If you see a picture in the data below, omit it and copy the rest exactly.

===== PROVIDED MATERIAL

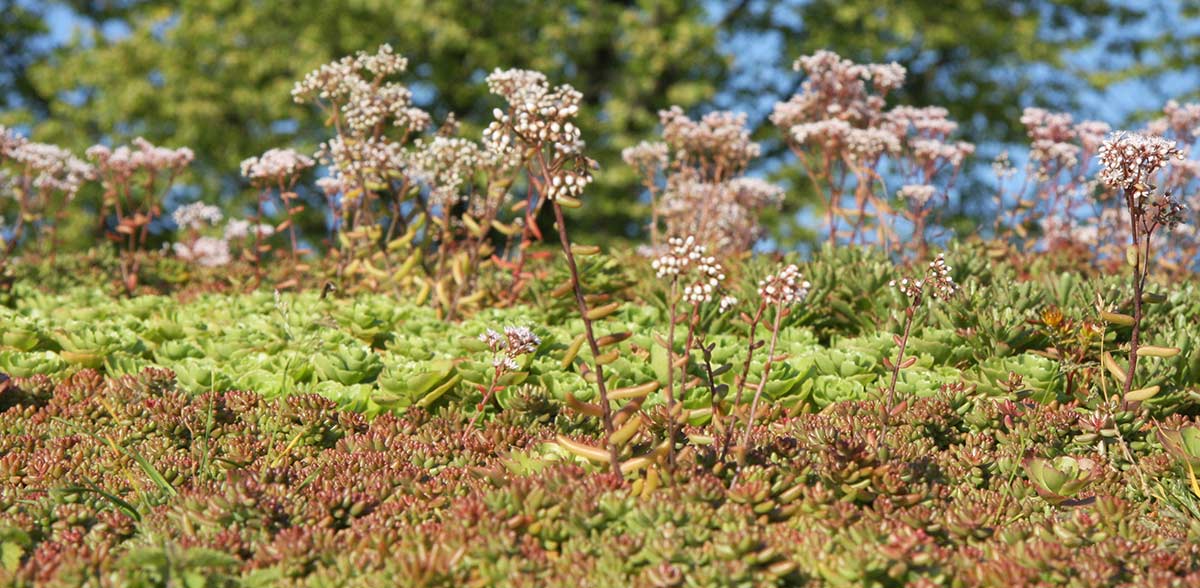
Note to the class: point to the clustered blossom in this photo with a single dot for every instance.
(240, 228)
(538, 114)
(195, 216)
(276, 165)
(363, 160)
(705, 192)
(207, 251)
(841, 111)
(937, 283)
(444, 165)
(1182, 120)
(355, 93)
(685, 258)
(837, 89)
(144, 156)
(355, 85)
(719, 136)
(52, 167)
(1128, 161)
(787, 287)
(507, 348)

==========

▶ **OUTPUT**:
Note to the class: point to the clustered blossom in this photo with a single dot for every instance.
(240, 228)
(538, 114)
(195, 216)
(276, 165)
(363, 160)
(705, 192)
(207, 251)
(841, 111)
(937, 283)
(444, 165)
(1182, 120)
(355, 93)
(685, 258)
(837, 89)
(144, 156)
(355, 85)
(719, 136)
(52, 167)
(1128, 161)
(787, 287)
(507, 348)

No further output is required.